** BEGIN **

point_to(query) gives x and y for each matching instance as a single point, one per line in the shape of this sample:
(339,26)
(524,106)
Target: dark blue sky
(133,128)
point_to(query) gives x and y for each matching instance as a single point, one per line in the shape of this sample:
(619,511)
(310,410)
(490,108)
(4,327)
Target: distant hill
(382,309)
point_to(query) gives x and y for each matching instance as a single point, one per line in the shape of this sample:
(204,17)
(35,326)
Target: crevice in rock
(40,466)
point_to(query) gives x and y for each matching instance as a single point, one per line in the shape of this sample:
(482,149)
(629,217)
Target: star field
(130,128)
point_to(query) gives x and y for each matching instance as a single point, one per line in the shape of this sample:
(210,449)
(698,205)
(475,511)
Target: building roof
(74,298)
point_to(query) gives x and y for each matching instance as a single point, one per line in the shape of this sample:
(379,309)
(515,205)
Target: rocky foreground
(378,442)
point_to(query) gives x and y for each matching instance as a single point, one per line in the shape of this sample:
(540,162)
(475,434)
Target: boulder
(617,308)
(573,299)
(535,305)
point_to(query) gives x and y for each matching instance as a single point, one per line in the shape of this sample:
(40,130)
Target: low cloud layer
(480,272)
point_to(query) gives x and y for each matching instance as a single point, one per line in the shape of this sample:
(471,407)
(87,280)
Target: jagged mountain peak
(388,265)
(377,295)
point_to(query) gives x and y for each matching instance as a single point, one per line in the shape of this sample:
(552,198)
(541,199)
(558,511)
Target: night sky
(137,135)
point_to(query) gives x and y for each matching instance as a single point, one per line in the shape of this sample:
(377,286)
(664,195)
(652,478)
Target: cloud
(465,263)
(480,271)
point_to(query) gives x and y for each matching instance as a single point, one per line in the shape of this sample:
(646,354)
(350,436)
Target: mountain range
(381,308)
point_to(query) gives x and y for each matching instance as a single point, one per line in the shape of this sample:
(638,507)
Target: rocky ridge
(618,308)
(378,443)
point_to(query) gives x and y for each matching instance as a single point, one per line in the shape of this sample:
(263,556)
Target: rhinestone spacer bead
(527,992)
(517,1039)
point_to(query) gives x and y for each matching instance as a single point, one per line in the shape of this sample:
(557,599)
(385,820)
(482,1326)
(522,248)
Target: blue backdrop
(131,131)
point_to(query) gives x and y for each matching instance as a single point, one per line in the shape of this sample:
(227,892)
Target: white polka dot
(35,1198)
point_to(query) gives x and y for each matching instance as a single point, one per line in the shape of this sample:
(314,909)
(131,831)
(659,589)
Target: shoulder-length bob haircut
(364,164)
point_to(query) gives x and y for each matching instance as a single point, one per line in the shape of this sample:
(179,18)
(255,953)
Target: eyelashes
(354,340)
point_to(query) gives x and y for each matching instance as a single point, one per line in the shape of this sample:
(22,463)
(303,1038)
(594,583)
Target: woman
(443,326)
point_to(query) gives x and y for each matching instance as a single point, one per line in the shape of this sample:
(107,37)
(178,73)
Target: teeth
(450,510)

** END **

Select every line in the rows above that contains the word "rocky", and treat uppercase and lowercase letters as different.

Target: rocky foreground
Target: rocky ridge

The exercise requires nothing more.